The data below should be restated word for word, with every picture omitted.

□ □ □ □ □ □ □

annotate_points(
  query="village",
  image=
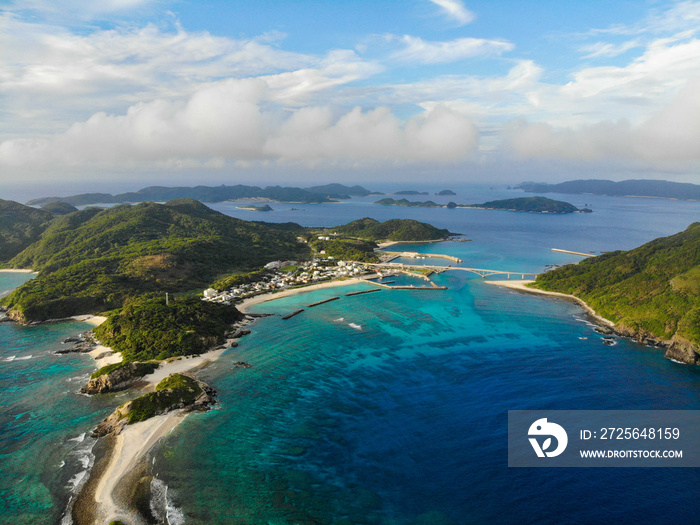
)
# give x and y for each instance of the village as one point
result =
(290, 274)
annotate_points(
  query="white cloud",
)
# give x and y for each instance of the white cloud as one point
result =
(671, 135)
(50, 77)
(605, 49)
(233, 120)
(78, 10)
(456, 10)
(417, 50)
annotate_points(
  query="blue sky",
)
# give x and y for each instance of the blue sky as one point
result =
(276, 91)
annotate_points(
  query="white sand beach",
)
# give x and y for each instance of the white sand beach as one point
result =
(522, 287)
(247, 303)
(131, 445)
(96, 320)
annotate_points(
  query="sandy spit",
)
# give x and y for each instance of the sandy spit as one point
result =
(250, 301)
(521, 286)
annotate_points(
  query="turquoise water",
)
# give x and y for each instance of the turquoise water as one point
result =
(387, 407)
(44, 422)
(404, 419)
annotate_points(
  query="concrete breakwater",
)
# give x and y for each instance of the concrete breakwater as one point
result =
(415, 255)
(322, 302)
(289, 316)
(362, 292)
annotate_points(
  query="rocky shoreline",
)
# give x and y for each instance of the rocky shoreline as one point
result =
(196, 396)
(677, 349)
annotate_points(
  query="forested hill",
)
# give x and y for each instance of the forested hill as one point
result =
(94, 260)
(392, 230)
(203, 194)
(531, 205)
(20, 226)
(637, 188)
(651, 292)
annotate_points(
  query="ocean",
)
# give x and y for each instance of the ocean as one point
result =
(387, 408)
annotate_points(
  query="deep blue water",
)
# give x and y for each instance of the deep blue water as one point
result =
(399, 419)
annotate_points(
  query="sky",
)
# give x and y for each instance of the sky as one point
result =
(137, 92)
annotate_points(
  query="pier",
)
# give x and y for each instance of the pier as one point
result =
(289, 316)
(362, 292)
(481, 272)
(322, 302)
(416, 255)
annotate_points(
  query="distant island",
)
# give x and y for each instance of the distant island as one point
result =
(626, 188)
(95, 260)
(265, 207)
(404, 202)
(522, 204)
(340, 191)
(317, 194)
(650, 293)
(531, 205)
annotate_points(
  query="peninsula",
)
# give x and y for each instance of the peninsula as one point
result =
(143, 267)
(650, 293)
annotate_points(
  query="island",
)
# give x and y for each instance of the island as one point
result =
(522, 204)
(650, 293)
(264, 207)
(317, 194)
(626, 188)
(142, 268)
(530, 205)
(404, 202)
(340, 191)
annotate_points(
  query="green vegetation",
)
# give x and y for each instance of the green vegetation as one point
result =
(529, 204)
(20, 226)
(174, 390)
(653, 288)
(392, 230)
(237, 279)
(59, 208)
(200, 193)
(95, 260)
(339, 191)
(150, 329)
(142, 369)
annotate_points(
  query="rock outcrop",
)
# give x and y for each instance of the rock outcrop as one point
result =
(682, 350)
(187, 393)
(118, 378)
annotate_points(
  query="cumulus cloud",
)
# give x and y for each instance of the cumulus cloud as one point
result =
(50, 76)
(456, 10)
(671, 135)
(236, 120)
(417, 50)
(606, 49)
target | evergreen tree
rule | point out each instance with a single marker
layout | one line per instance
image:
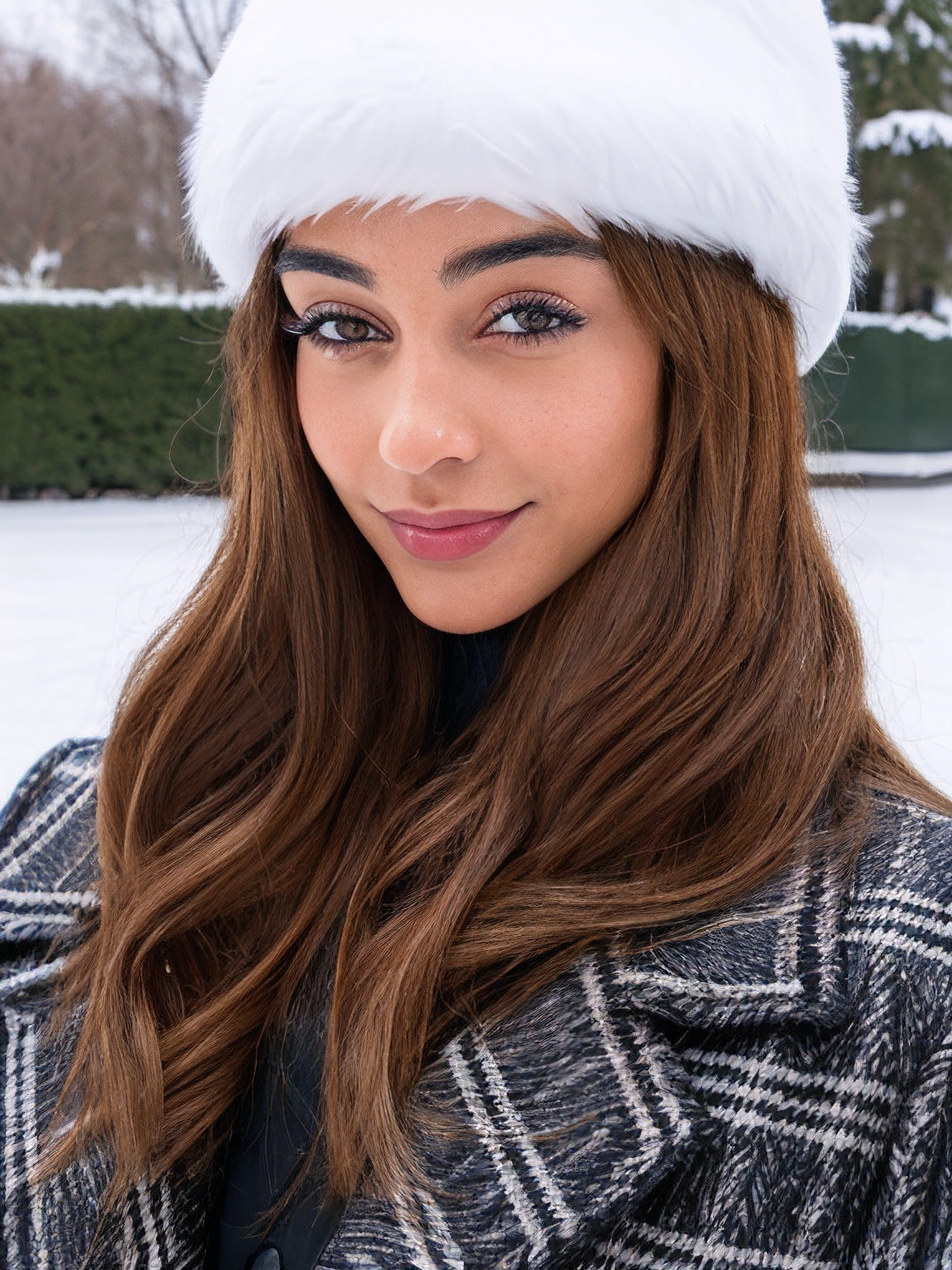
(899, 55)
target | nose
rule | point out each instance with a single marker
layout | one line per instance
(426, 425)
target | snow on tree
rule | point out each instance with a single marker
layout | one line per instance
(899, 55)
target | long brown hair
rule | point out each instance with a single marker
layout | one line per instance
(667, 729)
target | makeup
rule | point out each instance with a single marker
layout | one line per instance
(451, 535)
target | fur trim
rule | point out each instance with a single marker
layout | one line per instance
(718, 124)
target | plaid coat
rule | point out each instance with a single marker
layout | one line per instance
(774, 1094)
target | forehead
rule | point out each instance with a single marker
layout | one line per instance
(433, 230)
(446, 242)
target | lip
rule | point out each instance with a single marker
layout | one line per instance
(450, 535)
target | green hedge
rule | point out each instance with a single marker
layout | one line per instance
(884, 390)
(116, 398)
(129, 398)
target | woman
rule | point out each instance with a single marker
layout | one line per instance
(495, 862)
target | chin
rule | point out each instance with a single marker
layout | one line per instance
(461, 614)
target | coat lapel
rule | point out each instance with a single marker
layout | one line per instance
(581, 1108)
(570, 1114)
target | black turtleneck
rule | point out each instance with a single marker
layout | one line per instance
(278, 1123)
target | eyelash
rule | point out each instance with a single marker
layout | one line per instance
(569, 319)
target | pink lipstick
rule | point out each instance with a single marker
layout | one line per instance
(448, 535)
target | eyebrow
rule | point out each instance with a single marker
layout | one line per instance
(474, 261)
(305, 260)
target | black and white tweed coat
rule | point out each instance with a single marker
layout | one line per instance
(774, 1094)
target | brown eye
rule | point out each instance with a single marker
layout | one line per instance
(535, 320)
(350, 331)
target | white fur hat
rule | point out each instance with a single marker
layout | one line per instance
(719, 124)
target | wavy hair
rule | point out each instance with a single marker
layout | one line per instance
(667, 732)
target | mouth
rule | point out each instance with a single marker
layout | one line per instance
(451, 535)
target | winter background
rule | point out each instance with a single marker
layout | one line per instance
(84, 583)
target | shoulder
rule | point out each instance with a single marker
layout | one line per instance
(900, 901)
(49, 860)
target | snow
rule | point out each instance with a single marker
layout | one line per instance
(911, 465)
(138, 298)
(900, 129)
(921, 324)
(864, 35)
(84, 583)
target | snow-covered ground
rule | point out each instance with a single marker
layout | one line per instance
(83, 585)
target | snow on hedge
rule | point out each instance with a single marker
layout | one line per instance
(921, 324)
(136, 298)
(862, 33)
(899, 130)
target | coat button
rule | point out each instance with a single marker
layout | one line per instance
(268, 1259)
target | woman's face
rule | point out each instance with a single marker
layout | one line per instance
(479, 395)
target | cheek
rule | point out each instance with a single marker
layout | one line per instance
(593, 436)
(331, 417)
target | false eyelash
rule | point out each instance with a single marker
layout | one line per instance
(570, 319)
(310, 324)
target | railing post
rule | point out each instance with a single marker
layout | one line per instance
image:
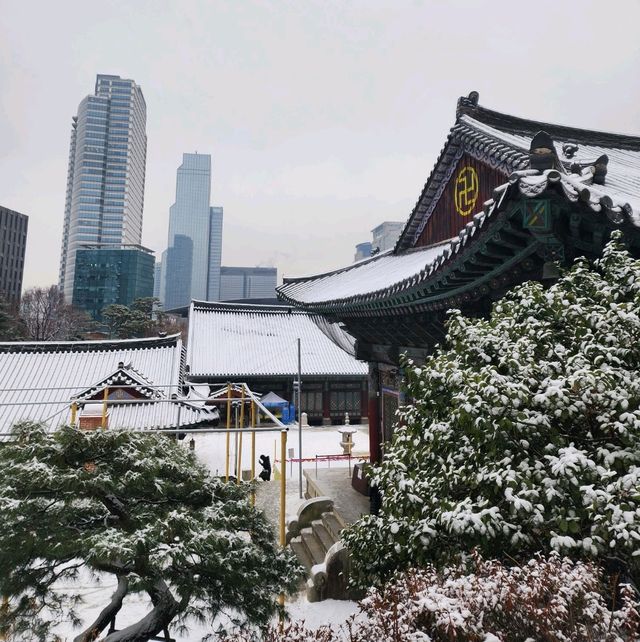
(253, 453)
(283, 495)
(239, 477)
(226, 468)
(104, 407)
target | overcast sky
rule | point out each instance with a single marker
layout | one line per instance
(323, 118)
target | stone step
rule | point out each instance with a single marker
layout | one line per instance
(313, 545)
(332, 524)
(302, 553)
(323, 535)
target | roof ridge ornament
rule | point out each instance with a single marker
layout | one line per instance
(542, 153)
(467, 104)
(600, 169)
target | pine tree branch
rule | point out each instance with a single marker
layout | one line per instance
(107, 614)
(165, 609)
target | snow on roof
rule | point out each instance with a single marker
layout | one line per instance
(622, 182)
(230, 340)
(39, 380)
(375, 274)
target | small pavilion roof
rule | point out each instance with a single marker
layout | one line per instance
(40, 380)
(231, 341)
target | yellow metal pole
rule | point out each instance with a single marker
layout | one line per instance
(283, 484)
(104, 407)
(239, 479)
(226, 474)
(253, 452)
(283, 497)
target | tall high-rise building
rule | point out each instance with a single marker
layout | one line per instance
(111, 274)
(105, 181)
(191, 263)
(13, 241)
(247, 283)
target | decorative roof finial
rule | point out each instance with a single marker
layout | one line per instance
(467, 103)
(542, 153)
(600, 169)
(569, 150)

□ □ □ □ □ □ □

FINAL RESULT →
annotate_points(
  query="village",
  image=
)
# give x and y for each instance of the village as one point
result =
(290, 274)
annotate_points(
  query="white cloud",
)
# give x and y for each instance of the white cloud as one point
result =
(671, 135)
(50, 77)
(605, 49)
(233, 120)
(78, 10)
(456, 10)
(417, 50)
annotate_points(
  query="blue sky",
)
# give x and y for each instance of the blue sky as one point
result =
(276, 91)
annotate_points(
  query="white sand beach",
)
# give x and y for each instance of the white sand beach as one point
result =
(522, 287)
(247, 303)
(131, 445)
(96, 320)
annotate_points(
  query="sandy spit",
)
# give x and y for each instance of the sandy spit as one point
result =
(250, 301)
(521, 286)
annotate_points(
  query="turquoise water",
)
# give x and y for each instance of the turquoise water as one point
result =
(387, 407)
(44, 422)
(404, 419)
annotate_points(
  query="concrete breakwater",
)
# give x and y for each instance of the concrete breakwater as one point
result =
(415, 255)
(322, 302)
(289, 316)
(362, 292)
annotate_points(
  query="rocky shoreline",
)
# give x and y for each instance of the rocky shoreline as one point
result =
(196, 396)
(677, 349)
annotate_points(
  query="forested hill",
)
# give x and y for each instance of the forested hill as one point
result =
(94, 260)
(392, 230)
(203, 194)
(531, 205)
(20, 226)
(637, 188)
(651, 292)
annotate_points(
  query="ocean",
)
# give x and y for each instance of the ocean as one point
result =
(387, 408)
annotate_points(
  query="deep blue water",
)
# give x and y for each instance of the deep blue water as one point
result =
(399, 419)
annotate_points(
  query="sky",
)
# give x and y for each instance of the sky as one point
result =
(137, 92)
annotate_points(
  query="pier",
)
# give x and y for each instance of the pier as one point
result =
(289, 316)
(362, 292)
(481, 272)
(322, 302)
(416, 255)
annotate_points(
  query="distant island",
)
# give x and y for each instance of the distant island as one point
result =
(626, 188)
(95, 260)
(265, 207)
(404, 202)
(522, 204)
(340, 191)
(317, 194)
(650, 293)
(531, 205)
annotate_points(
  query="peninsula",
)
# give x and y for each instance of the peninsula as one point
result =
(143, 267)
(650, 293)
annotate_points(
  query="island",
)
# give x and y for each instance of the island as one point
result =
(522, 204)
(650, 293)
(264, 207)
(317, 194)
(626, 188)
(142, 268)
(530, 205)
(404, 202)
(340, 191)
annotate_points(
  query="green vegetation",
)
# give x and y for each instance of the green vegetation as one point
result =
(529, 204)
(20, 226)
(174, 390)
(653, 288)
(392, 230)
(237, 279)
(59, 208)
(200, 193)
(95, 260)
(339, 191)
(150, 329)
(142, 369)
annotate_points(
  query="rock outcrop",
)
# give x and y for each instance of the rock outcrop as one point
result =
(682, 350)
(187, 393)
(118, 378)
annotate_points(
  query="cumulus cloud",
)
# give x and y for each instance of the cumulus cloud as one point
result =
(50, 76)
(456, 10)
(671, 135)
(236, 120)
(417, 50)
(606, 49)
target | evergreen tree
rule | point out each instance with a single marker
layout | one line per instance
image:
(899, 55)
target | nose
rule | point out each instance with a single marker
layout | one line per instance
(426, 425)
target | snow on tree
rule | point out each instance with a single marker
layout | one line per instance
(899, 55)
target | long brown hair
rule | point out each instance with a single marker
layout | one line per instance
(667, 729)
target | makeup
rule | point out each instance with a single marker
layout | one line per instance
(451, 535)
target | fur trim
rule | point out each instance with a single marker
layout | one line per instance
(718, 124)
target | plaid coat
rule | point out each instance with a single marker
layout | one line per instance
(774, 1094)
target | forehead
rule | point out each instance with a single marker
layout | one line per instance
(433, 230)
(446, 242)
target | lip
rule | point out each instance with a single marker
layout | one line per instance
(450, 535)
target | green hedge
rule | point out each instance with a single marker
layout | one line per instance
(884, 390)
(116, 398)
(129, 398)
target | woman
rule | point out each instance with a single marker
layout | one line per instance
(495, 862)
target | chin
rule | point out each instance with a single marker
layout | one line per instance
(461, 614)
target | coat lapel
rule | point out each instance with a single marker
layout | one line per instance
(581, 1108)
(570, 1114)
target | black turtleneck
rule | point out each instance with a single marker
layout | one line per instance
(278, 1123)
target | eyelash
rule | point out each instance with a single marker
layout | one line per instance
(569, 319)
target | pink lipstick
rule | point out each instance with a single marker
layout | one line per instance
(448, 535)
target | eyebrow
rule | point out each instance with a single marker
layout | one line per instance
(474, 261)
(305, 260)
target | black and white tweed coat
rule | point out each instance with a single marker
layout | one line per instance
(774, 1094)
target | brown eye
rule | point out each instance with a single marker
layout | one line per instance
(535, 320)
(350, 331)
target | white fur hat
rule | point out each instance with a single marker
layout | one line per instance
(719, 124)
target | wavy hair
rule | point out each instance with a single marker
layout | one line per instance
(667, 732)
target | mouth
rule | point out each instance with a single marker
layout | one line per instance
(451, 535)
target | winter background
rule | point out each instance with a single marker
layout | one line per instance
(84, 583)
target | shoulder
rule | point out each instance with a single marker
layout | one line per instance
(900, 901)
(49, 860)
target | snow
rule | point out each instance with a single marker
layout | one line per instance
(911, 465)
(138, 298)
(900, 129)
(921, 324)
(864, 35)
(84, 583)
target | snow-covered ground
rule | point out each instance with a single marker
layout | one line per instance
(83, 585)
target | snow on hedge
rule | point out each instance with a single marker
layout | one line per instance
(921, 324)
(136, 298)
(862, 33)
(899, 130)
target | coat button
rule | point out each instance with a single marker
layout | one line per instance
(268, 1259)
target | woman's face
rule | point out each instance with a single marker
layout | one line per instance
(479, 395)
target | cheek
rule | point out each instance with a single marker
layout | one line per instance
(593, 436)
(331, 417)
target | false eyelash
rule | point out each instance with a single marker
layout | one line per instance
(570, 319)
(310, 324)
target | railing post
rule | point out each instance with a single marker
layout | one line per instance
image:
(253, 453)
(283, 495)
(239, 477)
(226, 468)
(104, 407)
target | overcast sky
rule | point out each instance with a single marker
layout | one line per instance
(323, 118)
target | stone step
rule | point out each instance with a single marker
layout | one line per instance
(313, 545)
(332, 524)
(302, 553)
(323, 535)
target | roof ridge ornament
rule | point out each instance with a single marker
layout | one line per instance
(542, 153)
(467, 104)
(600, 169)
target | pine tree branch
rule | point out each instance with a single marker
layout | one line per instance
(107, 614)
(165, 609)
target | snow on roof
rule | point out each instance with a single marker
layout | one line per instance
(622, 182)
(230, 340)
(39, 380)
(375, 274)
target | small pavilion roof
rule | point out each instance with a single marker
layout | one line per instance
(40, 380)
(231, 341)
target | yellow metal pole
rule | point out each instance with a single marker
layout | one line per instance
(283, 484)
(104, 407)
(239, 479)
(226, 474)
(253, 452)
(283, 497)
target | tall high-rise building
rule | point out each instance with a single marker
layout | one line per instance
(111, 274)
(105, 181)
(191, 263)
(13, 241)
(247, 283)
target | decorative roof finial
rule | point out each instance with a single marker
layout | one line per instance
(467, 103)
(542, 153)
(600, 169)
(569, 150)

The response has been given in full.